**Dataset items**
--------------------

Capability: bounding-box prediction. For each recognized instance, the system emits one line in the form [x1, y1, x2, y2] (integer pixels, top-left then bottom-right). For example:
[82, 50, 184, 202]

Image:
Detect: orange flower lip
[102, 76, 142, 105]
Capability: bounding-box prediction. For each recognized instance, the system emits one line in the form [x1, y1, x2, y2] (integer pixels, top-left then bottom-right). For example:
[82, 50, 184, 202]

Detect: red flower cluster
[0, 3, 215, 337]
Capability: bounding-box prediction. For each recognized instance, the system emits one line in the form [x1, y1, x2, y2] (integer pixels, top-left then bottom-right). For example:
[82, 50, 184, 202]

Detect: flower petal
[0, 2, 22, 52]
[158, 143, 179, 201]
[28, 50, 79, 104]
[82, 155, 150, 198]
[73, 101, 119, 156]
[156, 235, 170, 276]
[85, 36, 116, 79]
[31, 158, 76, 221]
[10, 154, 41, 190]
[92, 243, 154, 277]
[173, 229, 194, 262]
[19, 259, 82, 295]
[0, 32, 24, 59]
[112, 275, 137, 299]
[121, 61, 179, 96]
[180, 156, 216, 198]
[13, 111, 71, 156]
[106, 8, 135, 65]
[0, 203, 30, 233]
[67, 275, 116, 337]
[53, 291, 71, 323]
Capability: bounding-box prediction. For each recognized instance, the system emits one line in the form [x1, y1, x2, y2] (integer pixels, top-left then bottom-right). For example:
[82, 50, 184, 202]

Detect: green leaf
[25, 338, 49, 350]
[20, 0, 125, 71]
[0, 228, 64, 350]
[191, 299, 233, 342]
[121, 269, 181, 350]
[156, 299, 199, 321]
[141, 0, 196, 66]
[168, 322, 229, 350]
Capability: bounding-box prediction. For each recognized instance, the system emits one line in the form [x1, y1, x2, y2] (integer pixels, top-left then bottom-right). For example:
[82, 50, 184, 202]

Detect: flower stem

--------------------

**YOUR ASSIGNMENT**
When you answer, return the records above exactly as they stand.

**THE COMPLETED TASK**
Capability: bounding-box prediction. For each recognized instance, the system emits one line in the form [x1, y1, x2, y2] (integer pixels, top-left then bottom-right). For example:
[82, 50, 184, 202]

Image:
Detect: orange flower lip
[102, 76, 142, 105]
Capability: bounding-box prediction. For each recognized instance, the system emits one line in the form [x1, y1, x2, y2] (integer pixels, top-left then bottom-right). For example:
[82, 50, 184, 202]

Detect: red flower cluster
[0, 3, 215, 337]
Capability: bounding-box prediction. For each recognized instance, the system emits one line in the form [x1, y1, x2, y2] (integer pixels, top-left then bottom-right). For example:
[82, 50, 184, 202]

Detect: flower petal
[0, 2, 22, 52]
[158, 143, 179, 201]
[28, 50, 79, 104]
[82, 155, 150, 198]
[73, 101, 119, 156]
[156, 235, 170, 276]
[85, 36, 116, 79]
[31, 158, 76, 221]
[10, 154, 41, 190]
[92, 243, 154, 277]
[173, 229, 194, 262]
[19, 259, 82, 295]
[0, 32, 24, 59]
[112, 275, 137, 299]
[121, 61, 179, 96]
[180, 156, 216, 198]
[13, 111, 71, 156]
[106, 8, 135, 65]
[0, 203, 30, 233]
[67, 275, 116, 337]
[53, 291, 71, 323]
Capability: bounding-box prediction. For each recognized instance, the system emits one line in the form [x1, y1, x2, y2] (integer pixels, top-left then bottom-right). For example:
[82, 50, 184, 202]

Detect: green leaf
[25, 338, 49, 350]
[20, 0, 125, 71]
[0, 228, 64, 350]
[191, 299, 233, 342]
[121, 269, 181, 350]
[156, 299, 199, 321]
[141, 0, 196, 66]
[168, 322, 229, 350]
Capability: bounding-box prediction. For each recognized instance, the system emits one line in the form [x1, y1, x2, y2] (integer pixels, top-left then bottom-right). For example:
[82, 50, 184, 202]

Detect: flower stem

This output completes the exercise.